Given instruction 1 ▸ Repeat the course description word for word between "Learning outcomes" and "supply chain management.", inclusive.
Given instruction 2 ▸ Continue the course description past its final sentence.

Text ▸
+++++

34431 - Advanced Production Systems M

Learning outcomes

The aim of the course is to provide innovative and advanced topics for the planning and the management of a production system, with particular emphasis on the stock management and distribution. The complete development of a case industry and the introduction of specific software for the analysis and the planning allow to evaluate the application of the above mentioned topics to a real context.

Course contents

The aim of the course is to give innovative and advanced elements for the production system design and management such as Lean Manufacturing System, Lean Supply Chain, Industry 4.0. 

 

Requirements/Prior Knowledge:

A prior knowledge and understanding of industrial plants and logistics is required to attend with profit this course. in addition, students shoud master the mean terminology of production systems and supply chain management.

+++++

Data section ▸
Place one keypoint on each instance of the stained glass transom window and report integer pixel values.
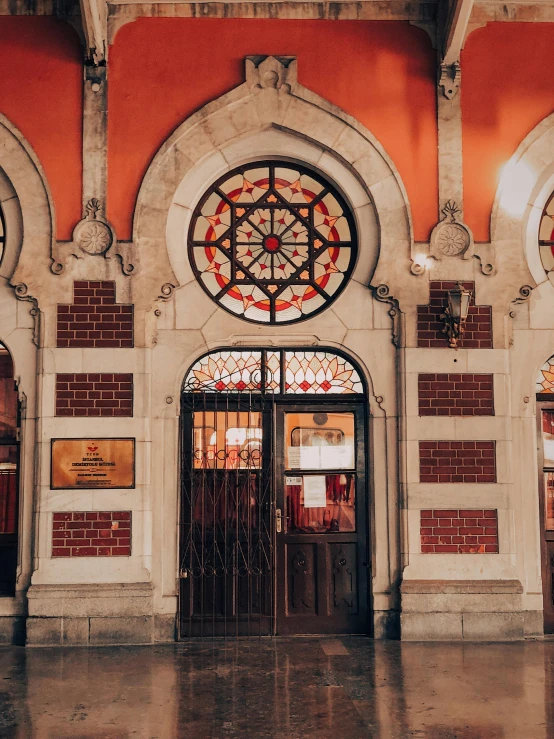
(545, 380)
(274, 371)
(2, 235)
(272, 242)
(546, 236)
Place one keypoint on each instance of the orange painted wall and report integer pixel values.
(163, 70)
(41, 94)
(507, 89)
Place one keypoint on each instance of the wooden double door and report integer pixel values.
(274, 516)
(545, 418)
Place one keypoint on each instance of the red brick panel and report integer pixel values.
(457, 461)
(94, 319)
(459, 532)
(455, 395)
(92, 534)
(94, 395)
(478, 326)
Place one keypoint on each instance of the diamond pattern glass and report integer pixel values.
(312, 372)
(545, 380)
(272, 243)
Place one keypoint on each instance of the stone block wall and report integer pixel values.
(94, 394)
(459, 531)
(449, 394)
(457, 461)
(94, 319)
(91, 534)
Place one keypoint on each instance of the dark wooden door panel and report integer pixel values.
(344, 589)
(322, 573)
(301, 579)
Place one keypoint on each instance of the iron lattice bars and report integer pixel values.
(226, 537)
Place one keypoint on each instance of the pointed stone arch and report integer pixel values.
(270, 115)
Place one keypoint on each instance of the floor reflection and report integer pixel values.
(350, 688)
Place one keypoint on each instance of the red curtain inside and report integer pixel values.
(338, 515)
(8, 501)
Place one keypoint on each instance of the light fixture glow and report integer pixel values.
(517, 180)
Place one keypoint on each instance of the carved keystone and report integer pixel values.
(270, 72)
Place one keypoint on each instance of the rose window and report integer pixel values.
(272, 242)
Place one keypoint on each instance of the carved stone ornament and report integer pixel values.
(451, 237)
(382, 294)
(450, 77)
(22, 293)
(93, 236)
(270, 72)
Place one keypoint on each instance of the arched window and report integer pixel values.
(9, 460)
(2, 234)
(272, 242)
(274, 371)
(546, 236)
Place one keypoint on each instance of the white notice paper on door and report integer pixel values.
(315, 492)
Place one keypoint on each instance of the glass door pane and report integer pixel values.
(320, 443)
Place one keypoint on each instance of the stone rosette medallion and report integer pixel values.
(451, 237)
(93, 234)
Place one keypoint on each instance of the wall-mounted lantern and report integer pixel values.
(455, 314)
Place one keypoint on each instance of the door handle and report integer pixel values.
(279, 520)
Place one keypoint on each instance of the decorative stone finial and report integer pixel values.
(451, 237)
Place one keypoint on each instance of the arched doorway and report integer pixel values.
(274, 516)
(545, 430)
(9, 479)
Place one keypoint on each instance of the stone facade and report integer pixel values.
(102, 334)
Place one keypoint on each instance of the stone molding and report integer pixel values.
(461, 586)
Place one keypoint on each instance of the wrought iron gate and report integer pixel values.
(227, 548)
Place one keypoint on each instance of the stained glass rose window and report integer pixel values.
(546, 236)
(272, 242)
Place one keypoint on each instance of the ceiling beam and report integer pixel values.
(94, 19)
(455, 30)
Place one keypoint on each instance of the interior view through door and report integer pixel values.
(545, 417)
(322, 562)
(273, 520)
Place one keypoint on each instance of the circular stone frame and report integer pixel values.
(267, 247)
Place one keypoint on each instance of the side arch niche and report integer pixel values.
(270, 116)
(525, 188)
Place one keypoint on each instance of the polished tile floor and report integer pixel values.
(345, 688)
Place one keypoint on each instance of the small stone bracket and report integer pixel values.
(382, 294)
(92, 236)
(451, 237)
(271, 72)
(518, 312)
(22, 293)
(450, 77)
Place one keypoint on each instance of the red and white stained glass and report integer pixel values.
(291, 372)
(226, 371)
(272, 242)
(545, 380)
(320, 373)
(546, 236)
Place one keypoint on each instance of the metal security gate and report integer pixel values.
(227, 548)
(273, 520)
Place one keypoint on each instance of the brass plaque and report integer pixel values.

+++++

Written reply 1 ▸
Learning outcomes

The aim of the course is to provide innovative and advanced topics for the planning and the management of a production system, with particular emphasis on the stock management and distribution. The complete development of a case industry and the introduction of specific software for the analysis and the planning allow to evaluate the application of the above mentioned topics to a real context.

Course contents

The aim of the course is to give innovative and advanced elements for the production system design and management such as Lean Manufacturing System, Lean Supply Chain, Industry 4.0. 

 

Requirements/Prior Knowledge:

A prior knowledge and understanding of industrial plants and logistics is required to attend with profit this course. in addition, students shoud master the mean terminology of production systems and supply chain management.

Written reply 2 ▸
Fluent spoken and written Italian is a necessary pre-requisite: all lectures and tutorials, and all study material will be in Italian.

Course Contents:

INTRODUCTION TO LEAN MANUFACTURING AND LEAN SUPPLY CHAIN*

Lean Manufacturing Systems and Cell Design. The Toyota Production System (TPS). The instruments of lean production; The ten steps of lean production: 1. re-engineer the manufacturing system; 2. setup reduction; 3. integrate the quality control into the system; 4. integrate preventive maintenance; 5. level, balance, sequence, synchronize; 6. production control; 7. reduce WIP; 8. integrated suppliers; 9. autonomation; 10. CIM. World Class Manufacturing: principles and ten pillars. Introduction to Industry 4.0.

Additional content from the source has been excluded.